═════ MATERIALS PROVIDED

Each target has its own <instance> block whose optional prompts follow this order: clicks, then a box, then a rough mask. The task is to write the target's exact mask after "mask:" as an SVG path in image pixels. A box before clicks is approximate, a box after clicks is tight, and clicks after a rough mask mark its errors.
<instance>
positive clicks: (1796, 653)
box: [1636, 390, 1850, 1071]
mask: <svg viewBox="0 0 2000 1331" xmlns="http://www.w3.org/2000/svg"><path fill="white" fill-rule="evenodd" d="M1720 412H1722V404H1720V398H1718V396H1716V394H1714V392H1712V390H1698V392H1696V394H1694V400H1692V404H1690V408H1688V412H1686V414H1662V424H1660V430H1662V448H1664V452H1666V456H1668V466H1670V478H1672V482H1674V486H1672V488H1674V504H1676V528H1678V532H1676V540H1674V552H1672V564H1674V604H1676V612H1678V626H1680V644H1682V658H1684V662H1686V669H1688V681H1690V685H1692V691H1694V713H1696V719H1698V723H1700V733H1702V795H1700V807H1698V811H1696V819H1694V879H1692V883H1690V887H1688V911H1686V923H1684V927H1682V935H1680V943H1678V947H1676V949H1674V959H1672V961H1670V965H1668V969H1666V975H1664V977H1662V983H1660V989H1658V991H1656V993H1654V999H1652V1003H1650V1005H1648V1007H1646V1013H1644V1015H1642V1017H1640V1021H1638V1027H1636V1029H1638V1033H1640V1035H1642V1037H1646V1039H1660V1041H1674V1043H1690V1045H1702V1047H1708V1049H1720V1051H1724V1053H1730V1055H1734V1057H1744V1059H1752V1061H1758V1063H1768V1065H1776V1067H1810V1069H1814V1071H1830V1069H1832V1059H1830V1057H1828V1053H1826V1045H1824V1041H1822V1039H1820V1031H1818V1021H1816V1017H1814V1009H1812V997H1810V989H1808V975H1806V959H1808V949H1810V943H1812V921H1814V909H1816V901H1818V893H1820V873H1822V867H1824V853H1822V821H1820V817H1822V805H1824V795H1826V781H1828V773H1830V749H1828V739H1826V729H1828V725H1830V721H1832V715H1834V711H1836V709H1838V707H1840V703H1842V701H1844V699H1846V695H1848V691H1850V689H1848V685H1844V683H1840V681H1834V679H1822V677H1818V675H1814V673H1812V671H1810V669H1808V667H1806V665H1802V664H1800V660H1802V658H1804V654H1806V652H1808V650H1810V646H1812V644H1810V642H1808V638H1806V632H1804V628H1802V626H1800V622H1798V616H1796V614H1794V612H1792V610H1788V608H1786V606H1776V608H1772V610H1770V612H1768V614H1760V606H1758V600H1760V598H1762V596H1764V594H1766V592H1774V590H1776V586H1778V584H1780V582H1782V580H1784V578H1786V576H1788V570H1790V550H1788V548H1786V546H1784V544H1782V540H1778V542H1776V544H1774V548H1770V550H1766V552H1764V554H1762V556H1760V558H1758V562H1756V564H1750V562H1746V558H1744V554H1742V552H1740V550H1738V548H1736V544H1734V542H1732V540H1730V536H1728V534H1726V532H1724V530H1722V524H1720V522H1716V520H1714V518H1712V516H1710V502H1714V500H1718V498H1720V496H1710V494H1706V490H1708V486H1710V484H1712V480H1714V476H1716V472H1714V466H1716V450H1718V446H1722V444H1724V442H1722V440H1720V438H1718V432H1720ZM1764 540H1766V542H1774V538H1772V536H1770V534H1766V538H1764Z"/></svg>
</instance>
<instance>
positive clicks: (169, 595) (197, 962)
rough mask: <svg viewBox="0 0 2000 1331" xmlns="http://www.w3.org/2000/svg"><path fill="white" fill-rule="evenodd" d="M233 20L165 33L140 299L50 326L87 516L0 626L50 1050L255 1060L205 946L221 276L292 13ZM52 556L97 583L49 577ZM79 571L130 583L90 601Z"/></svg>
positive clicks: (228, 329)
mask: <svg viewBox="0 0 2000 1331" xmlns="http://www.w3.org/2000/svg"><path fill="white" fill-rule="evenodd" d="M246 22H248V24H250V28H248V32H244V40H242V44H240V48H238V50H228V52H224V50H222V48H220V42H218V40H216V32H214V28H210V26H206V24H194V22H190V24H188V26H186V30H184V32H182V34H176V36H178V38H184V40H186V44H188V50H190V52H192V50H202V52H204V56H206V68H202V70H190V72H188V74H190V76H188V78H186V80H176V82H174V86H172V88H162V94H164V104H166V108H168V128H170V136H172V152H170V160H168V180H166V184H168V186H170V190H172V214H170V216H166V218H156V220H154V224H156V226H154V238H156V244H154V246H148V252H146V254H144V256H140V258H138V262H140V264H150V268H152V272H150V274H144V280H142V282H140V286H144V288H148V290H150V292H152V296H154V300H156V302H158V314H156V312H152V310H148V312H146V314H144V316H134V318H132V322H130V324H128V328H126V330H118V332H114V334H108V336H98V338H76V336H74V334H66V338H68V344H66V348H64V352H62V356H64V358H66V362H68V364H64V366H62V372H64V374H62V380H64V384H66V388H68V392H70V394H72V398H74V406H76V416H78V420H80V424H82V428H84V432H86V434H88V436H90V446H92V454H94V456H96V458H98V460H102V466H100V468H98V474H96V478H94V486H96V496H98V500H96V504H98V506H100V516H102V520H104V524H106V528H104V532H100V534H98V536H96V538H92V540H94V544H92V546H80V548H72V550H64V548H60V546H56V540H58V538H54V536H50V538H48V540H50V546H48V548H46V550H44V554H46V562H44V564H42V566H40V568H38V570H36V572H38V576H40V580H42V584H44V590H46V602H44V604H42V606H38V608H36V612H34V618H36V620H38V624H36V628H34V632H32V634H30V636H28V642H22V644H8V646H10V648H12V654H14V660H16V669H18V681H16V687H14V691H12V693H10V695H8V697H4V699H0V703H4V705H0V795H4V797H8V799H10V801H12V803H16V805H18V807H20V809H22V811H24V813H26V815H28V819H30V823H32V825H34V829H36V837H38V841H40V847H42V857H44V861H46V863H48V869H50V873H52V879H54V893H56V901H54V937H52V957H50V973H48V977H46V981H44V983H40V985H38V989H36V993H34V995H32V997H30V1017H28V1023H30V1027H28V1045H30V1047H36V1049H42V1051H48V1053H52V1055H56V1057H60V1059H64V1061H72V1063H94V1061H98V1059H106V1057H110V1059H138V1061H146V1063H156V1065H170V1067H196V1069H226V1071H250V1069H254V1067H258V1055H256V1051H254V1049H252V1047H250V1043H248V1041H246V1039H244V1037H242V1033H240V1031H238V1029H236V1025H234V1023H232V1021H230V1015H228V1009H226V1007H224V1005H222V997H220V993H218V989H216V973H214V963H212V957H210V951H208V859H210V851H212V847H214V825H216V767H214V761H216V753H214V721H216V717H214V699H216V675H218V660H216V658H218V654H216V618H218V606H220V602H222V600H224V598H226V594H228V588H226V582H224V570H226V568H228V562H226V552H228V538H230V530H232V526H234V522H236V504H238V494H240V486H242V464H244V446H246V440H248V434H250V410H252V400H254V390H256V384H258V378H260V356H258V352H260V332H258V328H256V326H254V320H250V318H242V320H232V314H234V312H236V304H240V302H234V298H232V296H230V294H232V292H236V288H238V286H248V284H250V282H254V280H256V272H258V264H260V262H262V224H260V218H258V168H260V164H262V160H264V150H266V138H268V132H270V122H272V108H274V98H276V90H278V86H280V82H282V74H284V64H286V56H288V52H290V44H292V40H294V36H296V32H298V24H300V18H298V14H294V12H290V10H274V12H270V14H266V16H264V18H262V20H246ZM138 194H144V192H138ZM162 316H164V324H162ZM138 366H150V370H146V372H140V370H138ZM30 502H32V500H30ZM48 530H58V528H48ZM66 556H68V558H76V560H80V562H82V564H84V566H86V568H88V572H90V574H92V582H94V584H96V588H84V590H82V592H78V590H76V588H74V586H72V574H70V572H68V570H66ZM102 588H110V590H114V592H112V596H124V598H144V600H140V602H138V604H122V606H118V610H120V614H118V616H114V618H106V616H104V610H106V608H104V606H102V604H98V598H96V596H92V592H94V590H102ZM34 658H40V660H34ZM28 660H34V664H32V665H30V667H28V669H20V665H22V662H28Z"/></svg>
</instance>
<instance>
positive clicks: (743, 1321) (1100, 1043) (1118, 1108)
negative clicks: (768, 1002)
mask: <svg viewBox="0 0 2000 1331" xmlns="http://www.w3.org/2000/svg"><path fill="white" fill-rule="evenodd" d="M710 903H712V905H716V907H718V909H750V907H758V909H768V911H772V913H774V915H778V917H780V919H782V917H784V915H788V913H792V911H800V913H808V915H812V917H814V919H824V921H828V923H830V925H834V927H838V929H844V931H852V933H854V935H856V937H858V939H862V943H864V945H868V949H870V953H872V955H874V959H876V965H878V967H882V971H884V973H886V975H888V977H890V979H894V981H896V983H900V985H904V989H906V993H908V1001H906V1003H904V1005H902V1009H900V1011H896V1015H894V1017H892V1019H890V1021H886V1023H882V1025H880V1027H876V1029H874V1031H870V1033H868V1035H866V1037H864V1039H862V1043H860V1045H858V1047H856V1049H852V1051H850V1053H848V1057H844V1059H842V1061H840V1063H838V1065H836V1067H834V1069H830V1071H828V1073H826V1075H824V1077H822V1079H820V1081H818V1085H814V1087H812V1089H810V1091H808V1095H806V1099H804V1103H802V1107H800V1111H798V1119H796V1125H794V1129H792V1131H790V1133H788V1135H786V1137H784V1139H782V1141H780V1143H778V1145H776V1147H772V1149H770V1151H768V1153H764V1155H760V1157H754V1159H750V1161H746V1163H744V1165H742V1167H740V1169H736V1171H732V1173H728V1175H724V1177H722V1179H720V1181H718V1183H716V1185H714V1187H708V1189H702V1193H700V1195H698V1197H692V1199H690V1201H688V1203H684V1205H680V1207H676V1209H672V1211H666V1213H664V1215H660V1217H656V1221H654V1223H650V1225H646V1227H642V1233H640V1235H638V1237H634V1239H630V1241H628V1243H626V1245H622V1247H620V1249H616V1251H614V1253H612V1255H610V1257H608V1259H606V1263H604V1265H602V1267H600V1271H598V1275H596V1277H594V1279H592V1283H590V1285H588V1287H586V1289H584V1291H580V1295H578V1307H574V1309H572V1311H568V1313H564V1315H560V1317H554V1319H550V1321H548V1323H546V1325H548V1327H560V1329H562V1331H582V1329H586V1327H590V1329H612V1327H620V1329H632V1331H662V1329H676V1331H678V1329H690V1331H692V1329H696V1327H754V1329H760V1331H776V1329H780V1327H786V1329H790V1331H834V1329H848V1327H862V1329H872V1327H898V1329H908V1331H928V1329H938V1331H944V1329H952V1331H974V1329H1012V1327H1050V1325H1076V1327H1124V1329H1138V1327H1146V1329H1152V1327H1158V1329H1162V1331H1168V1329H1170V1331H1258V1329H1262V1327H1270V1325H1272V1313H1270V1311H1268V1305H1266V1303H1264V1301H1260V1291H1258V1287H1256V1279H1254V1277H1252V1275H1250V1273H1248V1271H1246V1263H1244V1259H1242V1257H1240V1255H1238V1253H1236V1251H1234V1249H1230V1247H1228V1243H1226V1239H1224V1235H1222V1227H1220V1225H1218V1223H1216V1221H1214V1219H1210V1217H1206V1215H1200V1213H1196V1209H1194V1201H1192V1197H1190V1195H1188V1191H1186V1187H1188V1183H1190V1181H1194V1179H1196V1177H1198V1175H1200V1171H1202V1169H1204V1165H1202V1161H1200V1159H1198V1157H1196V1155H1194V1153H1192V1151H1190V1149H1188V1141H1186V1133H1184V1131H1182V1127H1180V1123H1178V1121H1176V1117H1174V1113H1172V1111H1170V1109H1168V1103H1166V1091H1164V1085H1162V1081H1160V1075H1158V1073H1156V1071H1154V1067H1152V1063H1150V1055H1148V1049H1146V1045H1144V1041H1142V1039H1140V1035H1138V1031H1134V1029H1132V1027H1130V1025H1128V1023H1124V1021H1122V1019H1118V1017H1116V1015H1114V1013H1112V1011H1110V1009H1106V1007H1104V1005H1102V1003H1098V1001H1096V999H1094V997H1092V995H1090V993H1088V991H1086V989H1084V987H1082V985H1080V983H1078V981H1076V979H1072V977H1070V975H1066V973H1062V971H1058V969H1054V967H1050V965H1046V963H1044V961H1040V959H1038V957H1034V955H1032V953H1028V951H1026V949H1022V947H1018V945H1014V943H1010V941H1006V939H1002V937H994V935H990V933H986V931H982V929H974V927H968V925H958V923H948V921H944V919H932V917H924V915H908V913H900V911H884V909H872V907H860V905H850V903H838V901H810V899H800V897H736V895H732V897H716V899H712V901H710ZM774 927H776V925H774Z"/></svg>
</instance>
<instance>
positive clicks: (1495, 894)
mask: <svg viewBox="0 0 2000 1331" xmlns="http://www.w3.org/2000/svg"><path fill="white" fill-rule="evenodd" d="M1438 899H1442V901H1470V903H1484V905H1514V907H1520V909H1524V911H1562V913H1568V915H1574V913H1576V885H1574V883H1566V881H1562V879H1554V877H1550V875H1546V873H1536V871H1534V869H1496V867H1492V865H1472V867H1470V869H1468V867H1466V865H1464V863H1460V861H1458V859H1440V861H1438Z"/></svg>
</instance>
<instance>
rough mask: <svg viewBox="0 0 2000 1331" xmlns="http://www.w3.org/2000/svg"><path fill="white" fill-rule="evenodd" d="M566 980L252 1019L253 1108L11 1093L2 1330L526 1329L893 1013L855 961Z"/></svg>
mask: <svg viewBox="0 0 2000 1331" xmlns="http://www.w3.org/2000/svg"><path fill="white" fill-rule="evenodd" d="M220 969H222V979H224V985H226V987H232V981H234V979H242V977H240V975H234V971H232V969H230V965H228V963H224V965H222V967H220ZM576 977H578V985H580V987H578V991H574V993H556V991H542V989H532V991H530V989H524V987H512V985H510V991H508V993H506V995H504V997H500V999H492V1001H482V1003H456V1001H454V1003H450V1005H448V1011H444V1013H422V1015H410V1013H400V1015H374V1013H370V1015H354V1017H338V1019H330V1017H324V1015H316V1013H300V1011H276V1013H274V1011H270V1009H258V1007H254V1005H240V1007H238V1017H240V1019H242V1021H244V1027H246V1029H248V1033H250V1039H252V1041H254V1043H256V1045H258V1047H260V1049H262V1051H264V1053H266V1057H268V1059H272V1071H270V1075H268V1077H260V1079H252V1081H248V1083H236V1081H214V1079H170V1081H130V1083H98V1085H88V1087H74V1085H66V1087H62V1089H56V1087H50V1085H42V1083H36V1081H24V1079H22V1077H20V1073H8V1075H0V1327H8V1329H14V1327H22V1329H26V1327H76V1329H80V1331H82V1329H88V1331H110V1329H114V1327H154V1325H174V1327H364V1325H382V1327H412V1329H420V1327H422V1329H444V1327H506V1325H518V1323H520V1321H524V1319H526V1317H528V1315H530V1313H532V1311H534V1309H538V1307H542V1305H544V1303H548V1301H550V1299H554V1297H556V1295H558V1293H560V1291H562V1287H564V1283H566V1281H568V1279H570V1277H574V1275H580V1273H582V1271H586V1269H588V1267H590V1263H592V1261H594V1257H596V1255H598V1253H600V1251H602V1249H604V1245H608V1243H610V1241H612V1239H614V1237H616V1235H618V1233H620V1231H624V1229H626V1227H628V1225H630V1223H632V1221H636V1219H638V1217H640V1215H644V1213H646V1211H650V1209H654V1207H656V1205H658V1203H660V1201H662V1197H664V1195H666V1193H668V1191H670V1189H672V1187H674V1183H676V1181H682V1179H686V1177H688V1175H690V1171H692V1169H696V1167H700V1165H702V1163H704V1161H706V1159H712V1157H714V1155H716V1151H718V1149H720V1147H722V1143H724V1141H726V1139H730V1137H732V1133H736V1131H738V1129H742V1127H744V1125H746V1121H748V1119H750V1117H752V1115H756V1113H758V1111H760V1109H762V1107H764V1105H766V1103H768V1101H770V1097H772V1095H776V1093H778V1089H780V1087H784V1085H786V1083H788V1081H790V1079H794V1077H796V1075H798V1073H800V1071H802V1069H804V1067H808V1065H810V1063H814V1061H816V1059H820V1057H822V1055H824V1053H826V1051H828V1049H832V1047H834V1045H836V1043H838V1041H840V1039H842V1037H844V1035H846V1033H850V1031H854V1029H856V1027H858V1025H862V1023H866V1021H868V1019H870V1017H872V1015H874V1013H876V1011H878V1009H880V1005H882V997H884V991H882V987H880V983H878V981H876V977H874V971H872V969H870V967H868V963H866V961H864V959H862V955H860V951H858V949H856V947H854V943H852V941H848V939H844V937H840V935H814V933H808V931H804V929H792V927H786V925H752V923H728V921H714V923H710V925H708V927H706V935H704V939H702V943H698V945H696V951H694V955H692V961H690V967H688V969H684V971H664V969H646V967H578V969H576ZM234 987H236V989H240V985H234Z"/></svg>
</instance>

══════════

(REQUIRED ACTION): Transcribe the records above exactly, from the opening line down to and including the line with "positive clicks: (1796, 653)".

(SOLVED PROBLEM):
Each target has its own <instance> block whose optional prompts follow this order: clicks, then a box, then a rough mask. The task is to write the target's exact mask after "mask:" as an SVG path in image pixels. A box before clicks is approximate, a box after clicks is tight, and clicks after a rough mask mark its errors.
<instance>
positive clicks: (1796, 653)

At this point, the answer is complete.